ABOUT THIS TASK: What is wanted is an exact copy of all the entries.

Collection entries
◆ ◆ ◆ ◆ ◆ ◆ ◆
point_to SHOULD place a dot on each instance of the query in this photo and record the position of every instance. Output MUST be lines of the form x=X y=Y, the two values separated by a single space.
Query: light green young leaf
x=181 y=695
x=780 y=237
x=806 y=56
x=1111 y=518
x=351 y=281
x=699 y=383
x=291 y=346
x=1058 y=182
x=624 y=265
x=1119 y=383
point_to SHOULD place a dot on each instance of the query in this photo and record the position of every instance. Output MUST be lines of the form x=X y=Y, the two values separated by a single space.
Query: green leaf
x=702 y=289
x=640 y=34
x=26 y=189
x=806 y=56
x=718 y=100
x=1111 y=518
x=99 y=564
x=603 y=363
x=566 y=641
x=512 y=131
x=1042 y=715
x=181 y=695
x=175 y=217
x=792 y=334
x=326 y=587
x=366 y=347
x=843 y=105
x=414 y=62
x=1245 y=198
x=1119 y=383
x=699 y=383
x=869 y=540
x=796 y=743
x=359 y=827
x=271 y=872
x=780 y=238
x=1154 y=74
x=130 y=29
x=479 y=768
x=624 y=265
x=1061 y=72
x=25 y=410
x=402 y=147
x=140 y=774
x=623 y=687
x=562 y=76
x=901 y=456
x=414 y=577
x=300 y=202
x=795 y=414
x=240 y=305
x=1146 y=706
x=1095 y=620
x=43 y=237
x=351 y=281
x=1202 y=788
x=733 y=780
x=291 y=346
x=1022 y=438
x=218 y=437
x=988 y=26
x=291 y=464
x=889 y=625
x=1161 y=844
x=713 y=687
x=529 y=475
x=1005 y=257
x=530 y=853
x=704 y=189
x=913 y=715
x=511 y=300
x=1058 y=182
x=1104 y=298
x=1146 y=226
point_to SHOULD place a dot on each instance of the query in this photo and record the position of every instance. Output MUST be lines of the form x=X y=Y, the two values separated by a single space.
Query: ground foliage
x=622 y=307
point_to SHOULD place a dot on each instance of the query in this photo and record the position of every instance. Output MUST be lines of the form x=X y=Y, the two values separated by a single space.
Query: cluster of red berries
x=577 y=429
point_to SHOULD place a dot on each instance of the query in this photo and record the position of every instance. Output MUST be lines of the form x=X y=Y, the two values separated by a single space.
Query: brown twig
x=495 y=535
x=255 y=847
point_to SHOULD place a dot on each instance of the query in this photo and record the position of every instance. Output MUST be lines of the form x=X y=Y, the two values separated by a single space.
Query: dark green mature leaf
◆ ◆ ◆ ◆ ◆ ◆ ◆
EXERCISE RESULT:
point_to SHOULD place a dot on each instance of the query in this photo and record the position of every instance. Output MUST be lines of the form x=X y=Y, the two values separated by a single space.
Query: light green young leaf
x=181 y=695
x=780 y=237
x=806 y=56
x=1111 y=518
x=351 y=281
x=699 y=383
x=291 y=346
x=1058 y=182
x=624 y=265
x=1119 y=383
point_to SHOULD place a dot on each instance of the query in this photo and record the position of every instance. Output MUST be lines of the form x=X y=Y, the two values separated by a single space.
Query: green leaf
x=702 y=289
x=640 y=34
x=26 y=189
x=806 y=56
x=718 y=100
x=1111 y=518
x=99 y=564
x=603 y=363
x=566 y=641
x=512 y=131
x=1042 y=715
x=181 y=695
x=175 y=217
x=792 y=334
x=326 y=587
x=366 y=347
x=843 y=105
x=414 y=62
x=1245 y=198
x=1119 y=383
x=699 y=383
x=869 y=540
x=796 y=743
x=359 y=827
x=271 y=872
x=780 y=238
x=1154 y=74
x=130 y=29
x=479 y=768
x=624 y=265
x=1061 y=72
x=25 y=410
x=402 y=147
x=140 y=774
x=623 y=687
x=562 y=76
x=901 y=456
x=414 y=577
x=300 y=202
x=795 y=414
x=240 y=305
x=1146 y=706
x=1095 y=620
x=43 y=237
x=351 y=281
x=1202 y=788
x=733 y=780
x=291 y=346
x=1022 y=438
x=218 y=437
x=988 y=26
x=291 y=464
x=889 y=625
x=1161 y=844
x=713 y=687
x=529 y=475
x=1005 y=257
x=530 y=853
x=704 y=189
x=913 y=715
x=511 y=300
x=1058 y=182
x=1104 y=298
x=1146 y=226
point_to SHOULD place a dot on each instance of the query in this photo and record the position of every instance. Output MUST be lines of the form x=X y=Y, the two values separated by a single space.
Query: ground foliage
x=622 y=307
point_to SHOULD place a dot on each instance of the query in this photo and record the position of every instance. Output MUST be lines of the form x=X y=Y, the two values separated by a single space.
Query: cluster of red berries
x=577 y=429
point_to SHOULD place a dot on each instance of the query in this photo and record the position of every instance. Output MUST be lines of the form x=X y=Y, the two values separated by a single space.
Query: brown twig
x=495 y=535
x=255 y=847
point_to SHOULD place a dot on each instance of the query in this photo and record the position of every instance. Output MUST be lines of the form x=X y=Y, the two values separated by a single space.
Query: dark green mature leaf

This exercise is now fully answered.